RECORDS FOR THE TASK Block Start

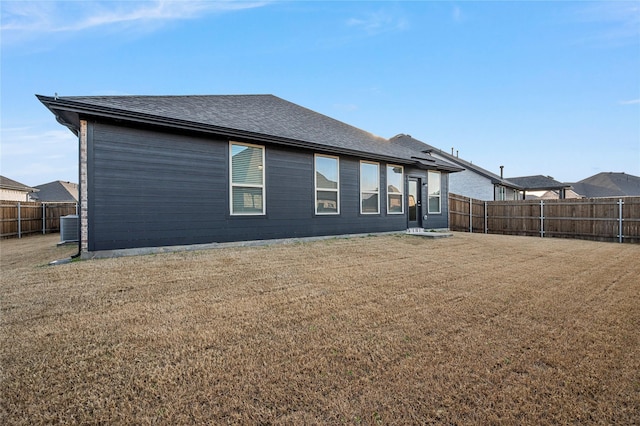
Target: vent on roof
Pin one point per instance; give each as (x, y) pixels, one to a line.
(69, 228)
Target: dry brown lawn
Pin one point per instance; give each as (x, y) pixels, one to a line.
(395, 329)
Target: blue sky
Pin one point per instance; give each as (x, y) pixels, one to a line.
(548, 88)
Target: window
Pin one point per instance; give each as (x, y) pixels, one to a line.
(395, 189)
(433, 186)
(247, 179)
(327, 185)
(369, 188)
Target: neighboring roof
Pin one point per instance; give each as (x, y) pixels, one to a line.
(58, 191)
(538, 183)
(265, 118)
(6, 183)
(608, 184)
(408, 141)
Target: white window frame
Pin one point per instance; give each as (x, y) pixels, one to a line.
(401, 193)
(429, 196)
(316, 189)
(370, 192)
(238, 185)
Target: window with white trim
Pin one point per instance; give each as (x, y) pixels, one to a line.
(369, 187)
(434, 189)
(395, 189)
(327, 182)
(246, 174)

RECORDS FOR THE TASK Block End

PROBLEM DETAILS: Write out the records once more, exactly as they stand, with no images.

WRITTEN REPLY:
Target: vent on roof
Pin one point per instance; give each as (x, y) pixels, one to a line.
(69, 228)
Target: dry brown lawn
Pin one point per instance; give each as (x, y) pixels, one to a line.
(395, 329)
Target: blue sky
Pin one point per instance; give each as (x, y) pixels, one to a line.
(548, 88)
Target: window
Pin one point per instance; give each as (x, y) pixels, one to a line.
(395, 189)
(433, 186)
(247, 179)
(327, 185)
(369, 188)
Target: neighboring roof
Pin one point per instance; give each as (x, y) pixels, one to a line.
(58, 191)
(538, 183)
(265, 118)
(6, 183)
(608, 184)
(408, 141)
Target: white window frame
Pin one point per instance; give each as (x, y) pixels, one to a line.
(401, 193)
(429, 196)
(316, 189)
(370, 192)
(238, 185)
Target: window with white trim
Pin one point per instance; give each as (x, y) pixels, one to a line.
(369, 187)
(434, 189)
(395, 189)
(327, 182)
(246, 174)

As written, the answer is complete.